Supplied material:
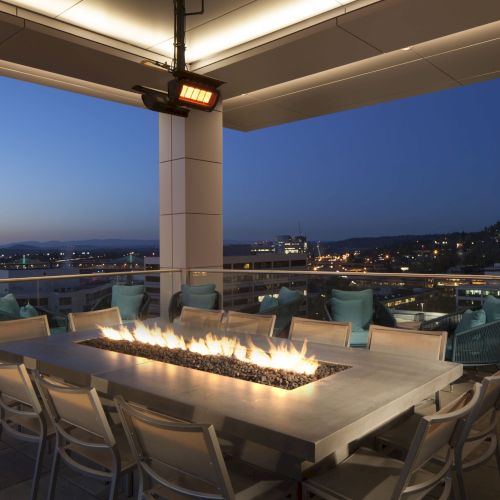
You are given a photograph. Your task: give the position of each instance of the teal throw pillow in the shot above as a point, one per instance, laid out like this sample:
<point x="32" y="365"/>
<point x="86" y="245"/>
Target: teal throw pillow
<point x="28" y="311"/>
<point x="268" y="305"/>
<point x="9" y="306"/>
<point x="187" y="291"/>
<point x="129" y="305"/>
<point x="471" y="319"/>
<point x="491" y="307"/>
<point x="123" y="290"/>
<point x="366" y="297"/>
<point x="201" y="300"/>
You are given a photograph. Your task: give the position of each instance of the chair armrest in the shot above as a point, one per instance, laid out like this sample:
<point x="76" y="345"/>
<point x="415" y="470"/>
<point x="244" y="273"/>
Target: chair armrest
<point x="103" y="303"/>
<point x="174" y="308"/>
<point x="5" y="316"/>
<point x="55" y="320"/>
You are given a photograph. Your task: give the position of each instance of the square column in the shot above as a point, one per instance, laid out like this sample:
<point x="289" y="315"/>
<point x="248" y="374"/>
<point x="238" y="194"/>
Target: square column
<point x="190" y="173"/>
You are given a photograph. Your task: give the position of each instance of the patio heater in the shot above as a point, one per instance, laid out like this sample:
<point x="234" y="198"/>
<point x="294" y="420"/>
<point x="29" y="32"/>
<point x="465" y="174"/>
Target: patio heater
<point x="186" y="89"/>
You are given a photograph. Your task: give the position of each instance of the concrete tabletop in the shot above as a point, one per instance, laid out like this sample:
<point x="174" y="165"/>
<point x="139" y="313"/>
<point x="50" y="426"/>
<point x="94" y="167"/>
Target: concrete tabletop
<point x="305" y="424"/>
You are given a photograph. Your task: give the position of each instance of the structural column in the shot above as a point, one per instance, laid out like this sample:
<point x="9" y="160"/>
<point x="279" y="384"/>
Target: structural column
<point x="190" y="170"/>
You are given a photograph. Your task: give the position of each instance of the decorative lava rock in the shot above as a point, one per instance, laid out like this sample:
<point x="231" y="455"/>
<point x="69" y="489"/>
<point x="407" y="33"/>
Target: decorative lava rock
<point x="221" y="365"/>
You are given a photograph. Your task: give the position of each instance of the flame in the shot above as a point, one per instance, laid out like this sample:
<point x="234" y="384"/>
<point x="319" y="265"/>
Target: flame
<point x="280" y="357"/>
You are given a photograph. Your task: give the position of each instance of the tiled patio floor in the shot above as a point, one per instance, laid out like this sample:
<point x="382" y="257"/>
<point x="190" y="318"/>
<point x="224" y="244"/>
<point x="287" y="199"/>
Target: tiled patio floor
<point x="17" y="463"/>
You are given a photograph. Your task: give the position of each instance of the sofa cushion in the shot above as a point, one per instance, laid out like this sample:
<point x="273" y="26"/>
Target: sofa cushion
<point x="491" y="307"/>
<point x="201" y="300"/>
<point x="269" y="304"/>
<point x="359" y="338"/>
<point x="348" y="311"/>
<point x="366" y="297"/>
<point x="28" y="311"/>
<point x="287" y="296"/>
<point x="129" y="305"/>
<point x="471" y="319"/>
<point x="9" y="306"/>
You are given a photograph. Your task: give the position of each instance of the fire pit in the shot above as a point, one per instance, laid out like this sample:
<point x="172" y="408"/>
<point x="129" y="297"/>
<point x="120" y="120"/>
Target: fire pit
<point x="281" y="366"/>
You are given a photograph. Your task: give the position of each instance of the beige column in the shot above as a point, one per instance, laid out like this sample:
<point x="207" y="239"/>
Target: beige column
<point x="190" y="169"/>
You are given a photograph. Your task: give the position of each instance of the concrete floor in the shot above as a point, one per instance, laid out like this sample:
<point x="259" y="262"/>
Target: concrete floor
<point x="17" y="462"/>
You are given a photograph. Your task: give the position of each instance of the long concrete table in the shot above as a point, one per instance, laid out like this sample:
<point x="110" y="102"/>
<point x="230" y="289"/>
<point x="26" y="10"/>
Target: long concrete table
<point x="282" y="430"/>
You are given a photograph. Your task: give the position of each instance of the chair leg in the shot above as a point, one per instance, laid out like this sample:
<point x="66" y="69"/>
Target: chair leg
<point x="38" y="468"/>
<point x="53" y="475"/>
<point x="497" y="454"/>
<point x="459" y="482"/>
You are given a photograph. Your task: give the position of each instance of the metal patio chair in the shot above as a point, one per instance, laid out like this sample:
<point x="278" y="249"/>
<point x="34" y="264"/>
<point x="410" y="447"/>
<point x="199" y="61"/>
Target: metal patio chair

Aim: Copy out the rows word for word, from the line containing "of the long" through the last line of the rows.

Expected answer:
You are given a photograph. Your task: give the position of each instance of the long concrete table in the shot above as a point, one per instance, laid out like this sample:
<point x="110" y="102"/>
<point x="230" y="289"/>
<point x="26" y="10"/>
Target: long concrete table
<point x="282" y="430"/>
You are given a photograph. Your task: give the position of each instance of the chair leg in the shot above as a point, one per instance, laid out like this sample:
<point x="66" y="69"/>
Target: chair leg
<point x="38" y="468"/>
<point x="53" y="475"/>
<point x="497" y="454"/>
<point x="459" y="482"/>
You are given a photograph. Your task: give the position of each instance of the metal patio chair in the shot above as a point, one per instance, laid out like this sample:
<point x="278" y="249"/>
<point x="34" y="264"/>
<point x="410" y="447"/>
<point x="199" y="61"/>
Target: metal patio chair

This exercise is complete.